(INSTRUCTION): Format everything below from the line containing "Can you spot the building" down to the line containing "[[258, 106], [128, 114], [159, 116]]", both included, as a Markdown table with the columns Row and Line. Put each line with its row number in its own row, and leave out blank lines.

(TASK INPUT):
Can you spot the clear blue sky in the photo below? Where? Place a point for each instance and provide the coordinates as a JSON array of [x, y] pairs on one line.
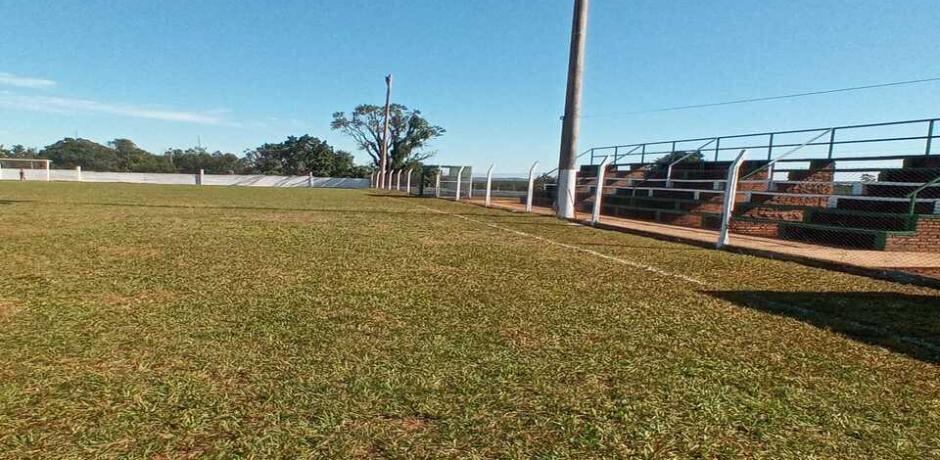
[[492, 72]]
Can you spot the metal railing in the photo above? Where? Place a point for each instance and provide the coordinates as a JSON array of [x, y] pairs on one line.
[[913, 195], [771, 141]]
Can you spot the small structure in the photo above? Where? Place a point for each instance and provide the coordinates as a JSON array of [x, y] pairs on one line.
[[30, 163]]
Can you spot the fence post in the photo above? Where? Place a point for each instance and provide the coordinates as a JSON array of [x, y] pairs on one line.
[[731, 190], [832, 139], [459, 173], [929, 137], [489, 183], [599, 192], [528, 200]]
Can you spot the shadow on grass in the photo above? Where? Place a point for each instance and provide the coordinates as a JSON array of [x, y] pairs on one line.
[[248, 208], [904, 323]]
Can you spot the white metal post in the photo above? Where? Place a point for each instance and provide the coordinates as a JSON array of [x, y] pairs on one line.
[[528, 200], [599, 191], [731, 190], [459, 173], [489, 183]]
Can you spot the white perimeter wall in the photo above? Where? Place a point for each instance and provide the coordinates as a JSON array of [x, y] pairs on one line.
[[185, 179]]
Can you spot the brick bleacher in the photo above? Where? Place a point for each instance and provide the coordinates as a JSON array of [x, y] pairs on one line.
[[808, 206]]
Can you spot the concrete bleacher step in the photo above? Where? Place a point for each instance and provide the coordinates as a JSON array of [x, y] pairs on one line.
[[890, 207], [775, 213], [889, 190], [861, 220], [909, 174]]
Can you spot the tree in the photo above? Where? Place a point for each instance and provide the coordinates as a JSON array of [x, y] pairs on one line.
[[409, 133], [193, 159], [299, 156], [132, 158], [69, 153]]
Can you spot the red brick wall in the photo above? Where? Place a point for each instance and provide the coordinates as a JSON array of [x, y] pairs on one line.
[[744, 227], [927, 238]]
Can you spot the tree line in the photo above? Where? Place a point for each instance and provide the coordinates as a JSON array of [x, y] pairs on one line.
[[294, 156], [408, 135]]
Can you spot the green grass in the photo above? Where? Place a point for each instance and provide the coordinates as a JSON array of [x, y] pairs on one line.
[[175, 322]]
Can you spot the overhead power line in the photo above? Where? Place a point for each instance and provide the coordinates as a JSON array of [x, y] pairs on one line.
[[771, 98]]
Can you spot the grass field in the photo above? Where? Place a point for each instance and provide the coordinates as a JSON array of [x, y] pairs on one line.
[[176, 322]]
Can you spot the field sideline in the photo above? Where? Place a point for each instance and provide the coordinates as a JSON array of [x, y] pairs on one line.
[[183, 322]]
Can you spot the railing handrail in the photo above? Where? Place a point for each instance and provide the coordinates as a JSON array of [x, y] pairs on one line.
[[794, 150], [767, 133], [770, 145], [913, 195]]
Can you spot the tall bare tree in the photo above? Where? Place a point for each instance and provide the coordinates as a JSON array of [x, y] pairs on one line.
[[408, 133]]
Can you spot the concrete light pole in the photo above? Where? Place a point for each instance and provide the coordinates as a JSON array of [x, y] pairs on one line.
[[383, 160], [571, 120]]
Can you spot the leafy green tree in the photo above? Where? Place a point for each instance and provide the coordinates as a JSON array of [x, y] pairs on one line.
[[298, 156], [69, 153], [132, 158], [193, 159], [409, 133]]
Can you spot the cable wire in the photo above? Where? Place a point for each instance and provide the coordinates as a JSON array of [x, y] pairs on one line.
[[770, 98]]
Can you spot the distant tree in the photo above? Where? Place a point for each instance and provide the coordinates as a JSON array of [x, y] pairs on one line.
[[409, 133], [132, 158], [18, 151], [300, 155], [69, 153]]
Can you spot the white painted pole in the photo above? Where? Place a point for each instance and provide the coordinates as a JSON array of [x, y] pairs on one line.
[[731, 190], [599, 191], [528, 200], [459, 173], [437, 184], [489, 183]]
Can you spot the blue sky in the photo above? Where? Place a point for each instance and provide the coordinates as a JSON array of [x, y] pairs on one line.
[[492, 72]]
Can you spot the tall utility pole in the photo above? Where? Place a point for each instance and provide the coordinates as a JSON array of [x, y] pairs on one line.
[[383, 161], [571, 120]]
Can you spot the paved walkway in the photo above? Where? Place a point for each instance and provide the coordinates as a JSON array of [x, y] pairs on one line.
[[926, 263]]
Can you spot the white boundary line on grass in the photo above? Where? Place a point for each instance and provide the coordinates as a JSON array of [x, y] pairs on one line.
[[786, 306], [626, 262]]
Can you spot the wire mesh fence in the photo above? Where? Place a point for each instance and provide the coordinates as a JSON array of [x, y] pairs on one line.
[[866, 196]]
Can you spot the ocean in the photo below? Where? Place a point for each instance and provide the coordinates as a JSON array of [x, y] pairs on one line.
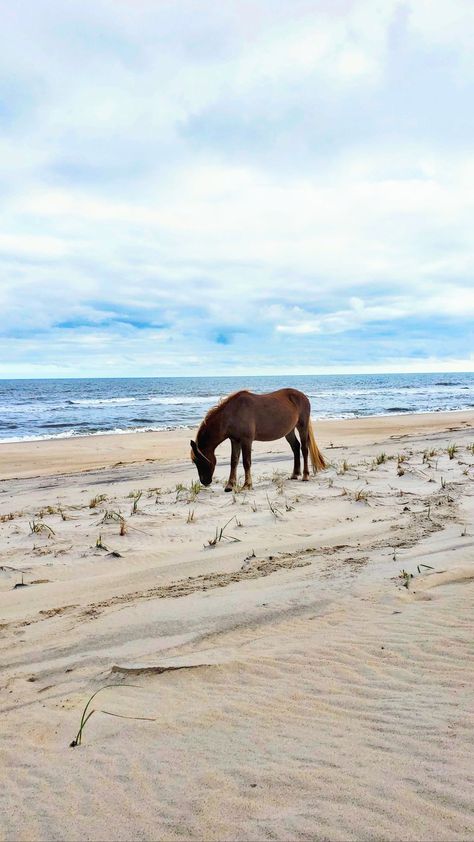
[[46, 409]]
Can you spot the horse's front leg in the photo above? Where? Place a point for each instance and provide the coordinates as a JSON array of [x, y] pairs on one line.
[[247, 460], [234, 461]]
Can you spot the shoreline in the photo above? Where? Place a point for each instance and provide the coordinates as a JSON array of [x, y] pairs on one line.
[[266, 645], [46, 457], [189, 427]]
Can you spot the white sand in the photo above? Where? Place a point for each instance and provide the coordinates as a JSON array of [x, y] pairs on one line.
[[288, 685]]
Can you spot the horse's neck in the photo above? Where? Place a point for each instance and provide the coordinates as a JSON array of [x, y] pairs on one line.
[[212, 433]]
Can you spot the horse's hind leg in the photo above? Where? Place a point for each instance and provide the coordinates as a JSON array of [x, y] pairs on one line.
[[295, 446], [304, 439], [234, 461], [247, 460]]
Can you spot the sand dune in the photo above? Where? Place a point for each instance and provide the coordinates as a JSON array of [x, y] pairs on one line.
[[307, 676]]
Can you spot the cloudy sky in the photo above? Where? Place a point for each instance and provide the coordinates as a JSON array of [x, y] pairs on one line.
[[243, 186]]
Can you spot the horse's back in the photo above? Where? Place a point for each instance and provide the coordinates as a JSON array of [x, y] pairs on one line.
[[269, 416]]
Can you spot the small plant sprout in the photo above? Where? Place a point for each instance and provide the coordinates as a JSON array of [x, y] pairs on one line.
[[94, 501], [274, 509], [39, 527], [278, 480], [219, 536], [194, 490], [86, 713], [428, 567], [406, 578], [136, 498], [99, 545], [112, 516]]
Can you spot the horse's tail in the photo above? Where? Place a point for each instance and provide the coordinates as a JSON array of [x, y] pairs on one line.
[[317, 458]]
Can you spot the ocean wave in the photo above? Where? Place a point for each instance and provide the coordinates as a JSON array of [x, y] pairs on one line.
[[70, 434], [99, 401], [178, 400]]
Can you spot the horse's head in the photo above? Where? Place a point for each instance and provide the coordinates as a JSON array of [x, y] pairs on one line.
[[205, 464]]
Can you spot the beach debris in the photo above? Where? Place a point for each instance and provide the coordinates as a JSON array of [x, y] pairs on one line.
[[219, 536]]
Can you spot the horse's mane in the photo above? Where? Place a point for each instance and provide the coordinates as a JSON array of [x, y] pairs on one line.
[[217, 408]]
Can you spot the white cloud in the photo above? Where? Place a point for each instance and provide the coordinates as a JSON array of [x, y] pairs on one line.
[[249, 168]]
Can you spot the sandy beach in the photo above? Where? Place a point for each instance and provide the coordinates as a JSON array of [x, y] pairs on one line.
[[291, 662]]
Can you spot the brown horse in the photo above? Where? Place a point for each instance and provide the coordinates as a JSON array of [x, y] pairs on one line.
[[244, 418]]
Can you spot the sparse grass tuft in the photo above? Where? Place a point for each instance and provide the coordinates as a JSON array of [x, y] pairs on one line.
[[219, 536], [94, 501], [136, 497], [452, 450], [278, 480], [194, 490], [39, 527], [99, 545], [86, 716], [274, 509], [406, 578], [110, 515]]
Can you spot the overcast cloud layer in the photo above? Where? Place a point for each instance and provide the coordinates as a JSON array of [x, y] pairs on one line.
[[199, 187]]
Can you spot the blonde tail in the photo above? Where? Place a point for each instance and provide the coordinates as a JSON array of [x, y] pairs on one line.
[[317, 458]]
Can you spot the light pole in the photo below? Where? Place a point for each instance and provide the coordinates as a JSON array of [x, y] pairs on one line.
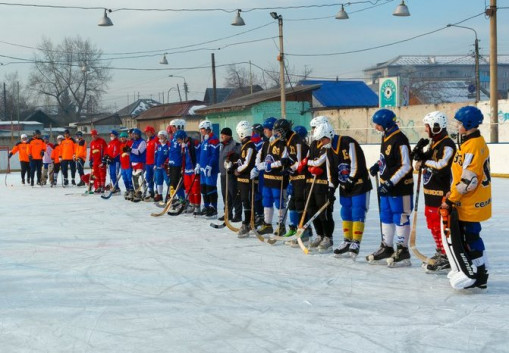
[[185, 83], [476, 46], [281, 59]]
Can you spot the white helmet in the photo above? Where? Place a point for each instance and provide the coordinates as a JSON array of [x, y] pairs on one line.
[[205, 124], [318, 120], [163, 133], [437, 118], [244, 129], [323, 130]]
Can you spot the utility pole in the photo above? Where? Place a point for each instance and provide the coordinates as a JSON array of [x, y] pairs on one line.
[[491, 12]]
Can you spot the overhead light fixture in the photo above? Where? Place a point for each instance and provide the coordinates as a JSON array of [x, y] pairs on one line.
[[163, 60], [238, 21], [401, 10], [342, 15], [105, 20]]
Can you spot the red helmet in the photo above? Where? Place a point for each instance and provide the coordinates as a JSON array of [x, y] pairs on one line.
[[150, 129]]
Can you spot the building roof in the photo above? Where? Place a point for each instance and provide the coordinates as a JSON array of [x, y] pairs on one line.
[[343, 94], [258, 97], [170, 110], [427, 60], [137, 107]]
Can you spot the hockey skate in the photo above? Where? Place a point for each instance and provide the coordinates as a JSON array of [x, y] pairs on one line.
[[401, 257], [383, 252], [243, 231], [343, 248]]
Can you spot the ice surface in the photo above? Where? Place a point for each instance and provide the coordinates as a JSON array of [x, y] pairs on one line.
[[83, 274]]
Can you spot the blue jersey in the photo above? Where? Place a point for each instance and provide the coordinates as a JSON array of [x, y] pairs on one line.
[[209, 153], [138, 151], [175, 153], [162, 153]]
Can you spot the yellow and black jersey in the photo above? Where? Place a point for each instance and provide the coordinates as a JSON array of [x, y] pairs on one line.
[[471, 179]]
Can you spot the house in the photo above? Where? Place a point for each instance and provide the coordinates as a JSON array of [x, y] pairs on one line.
[[258, 106], [128, 114], [159, 116]]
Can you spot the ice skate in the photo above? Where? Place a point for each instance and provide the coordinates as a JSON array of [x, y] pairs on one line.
[[401, 257], [343, 248], [383, 252]]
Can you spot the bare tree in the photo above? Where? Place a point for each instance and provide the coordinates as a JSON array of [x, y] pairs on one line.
[[72, 73]]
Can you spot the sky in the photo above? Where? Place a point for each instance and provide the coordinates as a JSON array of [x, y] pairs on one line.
[[313, 38]]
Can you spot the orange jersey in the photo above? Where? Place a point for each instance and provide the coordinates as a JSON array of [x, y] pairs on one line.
[[56, 154], [36, 148], [22, 148], [81, 149], [68, 148]]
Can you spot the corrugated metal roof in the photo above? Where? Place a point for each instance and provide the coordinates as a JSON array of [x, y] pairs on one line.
[[169, 110], [343, 94], [251, 99]]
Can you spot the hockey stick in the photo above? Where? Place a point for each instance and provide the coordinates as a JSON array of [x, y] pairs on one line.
[[170, 200], [413, 232], [185, 200]]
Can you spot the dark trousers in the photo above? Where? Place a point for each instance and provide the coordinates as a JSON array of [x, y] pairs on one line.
[[234, 202]]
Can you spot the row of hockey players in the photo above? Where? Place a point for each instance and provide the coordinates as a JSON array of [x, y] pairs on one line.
[[40, 158]]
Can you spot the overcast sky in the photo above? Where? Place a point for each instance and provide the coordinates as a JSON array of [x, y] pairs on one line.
[[307, 31]]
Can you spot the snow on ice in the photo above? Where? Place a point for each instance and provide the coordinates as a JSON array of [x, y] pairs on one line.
[[82, 274]]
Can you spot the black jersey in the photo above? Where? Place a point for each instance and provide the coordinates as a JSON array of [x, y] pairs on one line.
[[395, 163], [436, 173], [247, 161], [352, 163]]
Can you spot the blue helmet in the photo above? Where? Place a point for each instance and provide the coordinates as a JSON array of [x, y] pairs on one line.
[[301, 131], [137, 132], [269, 123], [470, 117], [385, 118], [180, 135]]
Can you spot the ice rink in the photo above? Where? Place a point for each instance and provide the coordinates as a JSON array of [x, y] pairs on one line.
[[83, 274]]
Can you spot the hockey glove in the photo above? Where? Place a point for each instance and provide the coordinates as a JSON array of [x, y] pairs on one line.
[[254, 173], [315, 170], [375, 168], [385, 187]]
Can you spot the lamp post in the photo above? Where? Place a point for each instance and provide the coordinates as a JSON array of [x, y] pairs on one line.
[[185, 83], [281, 59], [476, 46]]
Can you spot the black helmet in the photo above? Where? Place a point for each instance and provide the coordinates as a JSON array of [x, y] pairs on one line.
[[282, 127]]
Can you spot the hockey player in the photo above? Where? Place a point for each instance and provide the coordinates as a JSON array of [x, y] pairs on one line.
[[227, 147], [242, 170], [138, 153], [81, 155], [161, 162], [47, 163], [151, 142], [275, 181], [322, 164], [112, 159], [36, 148], [95, 160], [435, 164], [208, 168], [296, 151], [56, 157], [125, 165], [471, 195], [354, 191], [191, 149], [395, 190], [22, 148], [68, 147]]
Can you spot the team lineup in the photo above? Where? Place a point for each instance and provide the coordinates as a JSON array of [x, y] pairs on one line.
[[279, 182]]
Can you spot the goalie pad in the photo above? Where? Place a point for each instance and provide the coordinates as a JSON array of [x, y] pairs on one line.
[[462, 273]]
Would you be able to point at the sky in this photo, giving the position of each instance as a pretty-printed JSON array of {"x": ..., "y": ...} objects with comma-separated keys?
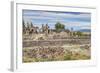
[{"x": 75, "y": 20}]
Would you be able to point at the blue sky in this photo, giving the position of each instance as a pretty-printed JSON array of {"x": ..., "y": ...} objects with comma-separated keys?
[{"x": 75, "y": 20}]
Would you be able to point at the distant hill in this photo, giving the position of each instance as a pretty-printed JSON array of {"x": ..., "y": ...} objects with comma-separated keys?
[{"x": 85, "y": 30}]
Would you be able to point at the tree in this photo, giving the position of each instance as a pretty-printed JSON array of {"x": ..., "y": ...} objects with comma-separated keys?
[
  {"x": 23, "y": 24},
  {"x": 59, "y": 27},
  {"x": 79, "y": 33}
]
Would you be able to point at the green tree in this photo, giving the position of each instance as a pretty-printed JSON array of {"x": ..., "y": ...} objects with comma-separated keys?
[{"x": 59, "y": 26}]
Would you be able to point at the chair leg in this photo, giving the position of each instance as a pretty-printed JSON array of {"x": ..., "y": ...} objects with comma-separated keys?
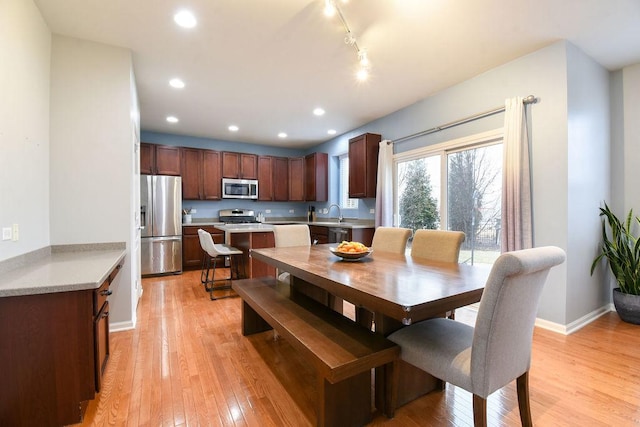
[
  {"x": 523, "y": 399},
  {"x": 479, "y": 411}
]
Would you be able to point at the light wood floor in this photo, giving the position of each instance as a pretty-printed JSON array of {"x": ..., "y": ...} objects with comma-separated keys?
[{"x": 187, "y": 363}]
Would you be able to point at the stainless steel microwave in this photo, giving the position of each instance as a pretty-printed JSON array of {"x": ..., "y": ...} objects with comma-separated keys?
[{"x": 239, "y": 188}]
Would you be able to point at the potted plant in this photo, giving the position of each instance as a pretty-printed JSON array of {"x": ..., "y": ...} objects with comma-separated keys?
[{"x": 621, "y": 249}]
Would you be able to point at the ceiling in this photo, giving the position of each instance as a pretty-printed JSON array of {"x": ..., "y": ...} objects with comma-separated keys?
[{"x": 265, "y": 65}]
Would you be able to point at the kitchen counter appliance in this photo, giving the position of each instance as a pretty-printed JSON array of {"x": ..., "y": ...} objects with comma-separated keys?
[
  {"x": 237, "y": 216},
  {"x": 161, "y": 222}
]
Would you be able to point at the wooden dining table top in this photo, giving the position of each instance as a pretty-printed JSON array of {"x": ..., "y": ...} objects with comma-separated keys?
[{"x": 401, "y": 287}]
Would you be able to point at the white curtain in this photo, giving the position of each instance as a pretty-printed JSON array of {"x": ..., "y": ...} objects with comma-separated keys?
[
  {"x": 517, "y": 228},
  {"x": 384, "y": 190}
]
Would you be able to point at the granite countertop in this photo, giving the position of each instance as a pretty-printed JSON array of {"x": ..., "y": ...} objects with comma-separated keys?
[{"x": 60, "y": 269}]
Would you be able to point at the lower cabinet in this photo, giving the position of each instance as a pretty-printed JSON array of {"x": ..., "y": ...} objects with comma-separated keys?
[
  {"x": 54, "y": 351},
  {"x": 192, "y": 252}
]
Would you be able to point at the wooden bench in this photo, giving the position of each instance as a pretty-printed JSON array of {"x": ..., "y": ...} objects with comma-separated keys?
[{"x": 342, "y": 351}]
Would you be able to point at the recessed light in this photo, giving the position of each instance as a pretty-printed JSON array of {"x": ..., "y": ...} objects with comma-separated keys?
[
  {"x": 185, "y": 19},
  {"x": 177, "y": 83}
]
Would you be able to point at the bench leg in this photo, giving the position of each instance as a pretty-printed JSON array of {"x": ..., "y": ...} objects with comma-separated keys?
[
  {"x": 252, "y": 323},
  {"x": 346, "y": 403}
]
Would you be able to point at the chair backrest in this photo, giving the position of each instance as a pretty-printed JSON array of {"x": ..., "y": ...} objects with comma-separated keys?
[
  {"x": 437, "y": 245},
  {"x": 206, "y": 242},
  {"x": 501, "y": 348},
  {"x": 291, "y": 235},
  {"x": 390, "y": 239}
]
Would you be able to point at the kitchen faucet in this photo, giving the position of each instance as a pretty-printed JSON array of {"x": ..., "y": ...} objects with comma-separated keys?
[{"x": 339, "y": 212}]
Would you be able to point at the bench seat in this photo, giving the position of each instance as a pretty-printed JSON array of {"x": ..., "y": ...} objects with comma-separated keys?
[{"x": 342, "y": 351}]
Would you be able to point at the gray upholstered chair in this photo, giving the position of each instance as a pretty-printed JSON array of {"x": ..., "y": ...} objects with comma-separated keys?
[
  {"x": 213, "y": 252},
  {"x": 390, "y": 239},
  {"x": 498, "y": 350},
  {"x": 437, "y": 245},
  {"x": 290, "y": 235}
]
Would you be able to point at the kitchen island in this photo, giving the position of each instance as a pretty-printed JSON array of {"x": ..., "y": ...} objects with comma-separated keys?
[{"x": 54, "y": 329}]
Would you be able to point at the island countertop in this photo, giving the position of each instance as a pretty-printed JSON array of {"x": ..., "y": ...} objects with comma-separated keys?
[{"x": 60, "y": 269}]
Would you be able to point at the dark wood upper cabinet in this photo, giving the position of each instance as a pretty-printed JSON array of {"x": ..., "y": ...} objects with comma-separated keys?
[
  {"x": 239, "y": 165},
  {"x": 296, "y": 179},
  {"x": 363, "y": 165},
  {"x": 316, "y": 177},
  {"x": 159, "y": 159},
  {"x": 265, "y": 178},
  {"x": 200, "y": 174},
  {"x": 280, "y": 179}
]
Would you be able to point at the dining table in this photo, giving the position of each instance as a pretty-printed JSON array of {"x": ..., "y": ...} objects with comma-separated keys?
[{"x": 398, "y": 289}]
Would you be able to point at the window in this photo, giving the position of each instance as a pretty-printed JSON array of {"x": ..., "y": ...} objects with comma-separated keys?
[
  {"x": 454, "y": 186},
  {"x": 345, "y": 201}
]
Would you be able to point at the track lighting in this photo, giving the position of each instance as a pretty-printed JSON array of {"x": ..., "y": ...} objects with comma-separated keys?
[{"x": 331, "y": 8}]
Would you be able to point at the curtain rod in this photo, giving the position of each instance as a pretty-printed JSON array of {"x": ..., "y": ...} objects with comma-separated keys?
[{"x": 528, "y": 100}]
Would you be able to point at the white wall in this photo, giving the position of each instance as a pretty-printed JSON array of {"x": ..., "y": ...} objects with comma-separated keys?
[
  {"x": 588, "y": 180},
  {"x": 25, "y": 49},
  {"x": 92, "y": 154}
]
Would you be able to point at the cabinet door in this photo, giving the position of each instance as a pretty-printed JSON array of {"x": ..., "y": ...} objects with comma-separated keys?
[
  {"x": 211, "y": 180},
  {"x": 296, "y": 179},
  {"x": 363, "y": 165},
  {"x": 191, "y": 179},
  {"x": 316, "y": 177},
  {"x": 230, "y": 165},
  {"x": 265, "y": 178},
  {"x": 167, "y": 160},
  {"x": 248, "y": 166},
  {"x": 280, "y": 179},
  {"x": 147, "y": 158}
]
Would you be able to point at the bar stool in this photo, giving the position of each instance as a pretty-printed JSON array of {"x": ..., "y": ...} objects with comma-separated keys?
[{"x": 212, "y": 253}]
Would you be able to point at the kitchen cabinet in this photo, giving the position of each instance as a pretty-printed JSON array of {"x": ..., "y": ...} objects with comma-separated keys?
[
  {"x": 280, "y": 179},
  {"x": 192, "y": 253},
  {"x": 363, "y": 165},
  {"x": 201, "y": 179},
  {"x": 55, "y": 347},
  {"x": 159, "y": 159},
  {"x": 296, "y": 179},
  {"x": 239, "y": 165},
  {"x": 265, "y": 178},
  {"x": 316, "y": 177}
]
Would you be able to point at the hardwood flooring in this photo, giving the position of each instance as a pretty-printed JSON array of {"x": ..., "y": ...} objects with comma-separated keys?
[{"x": 187, "y": 363}]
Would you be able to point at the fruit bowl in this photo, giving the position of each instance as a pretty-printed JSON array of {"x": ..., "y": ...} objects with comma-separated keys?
[{"x": 350, "y": 256}]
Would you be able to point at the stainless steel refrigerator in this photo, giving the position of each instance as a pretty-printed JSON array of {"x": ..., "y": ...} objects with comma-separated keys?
[{"x": 161, "y": 219}]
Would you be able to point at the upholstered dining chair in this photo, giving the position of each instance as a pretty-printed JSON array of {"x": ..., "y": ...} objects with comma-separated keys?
[
  {"x": 484, "y": 359},
  {"x": 213, "y": 252},
  {"x": 437, "y": 245},
  {"x": 390, "y": 239},
  {"x": 290, "y": 235}
]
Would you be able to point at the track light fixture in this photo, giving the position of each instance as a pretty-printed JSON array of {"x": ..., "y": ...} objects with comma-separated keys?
[{"x": 331, "y": 8}]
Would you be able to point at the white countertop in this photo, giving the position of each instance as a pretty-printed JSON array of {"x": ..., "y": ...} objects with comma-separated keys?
[{"x": 61, "y": 271}]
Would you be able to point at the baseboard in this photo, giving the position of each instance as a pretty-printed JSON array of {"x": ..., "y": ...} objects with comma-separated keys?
[
  {"x": 121, "y": 326},
  {"x": 575, "y": 325}
]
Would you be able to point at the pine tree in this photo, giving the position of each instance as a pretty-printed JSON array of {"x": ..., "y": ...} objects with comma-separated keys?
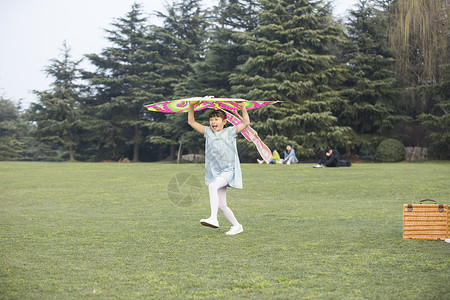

(EXERCISE OUTPUT):
| Row | Line |
|---|---|
| 1 | Can you spot the building roof in the photo above? Where? Place a point for each instance and provide the coordinates as a JSON array of [x, y] pairs on one line. |
| 2 | [[343, 94], [258, 97], [170, 110], [427, 60], [137, 107]] |
| 3 | Can you spot the hockey skate in the photo above? Where? Place a point for each instance and provide the coordinates as a JSON array of [x, y] pairs on one line. |
| 4 | [[401, 257], [383, 252], [243, 231], [343, 248]] |
| 5 | Can you spot the ice surface in the photo above? Where? Place a point for each instance and provide the coordinates as a JSON array of [x, y] pairs on one line. |
| 6 | [[83, 274]] |
| 7 | Can you spot the blue jersey in the photo above? Where? Place a point for each instance and provide the coordinates as a JSON array of [x, y] pairs on one line. |
| 8 | [[209, 153], [138, 151], [175, 153], [162, 153]] |
| 9 | Can you spot the yellow and black jersey in the photo above? Where? Place a point for each instance and provide the coordinates as a JSON array of [x, y] pairs on one line. |
| 10 | [[471, 179]] |
| 11 | Can you spot the house in the photo above? Where? Place a point for each instance and provide the coordinates as a JSON array of [x, y] pairs on one line. |
| 12 | [[258, 106], [128, 114], [159, 116]] |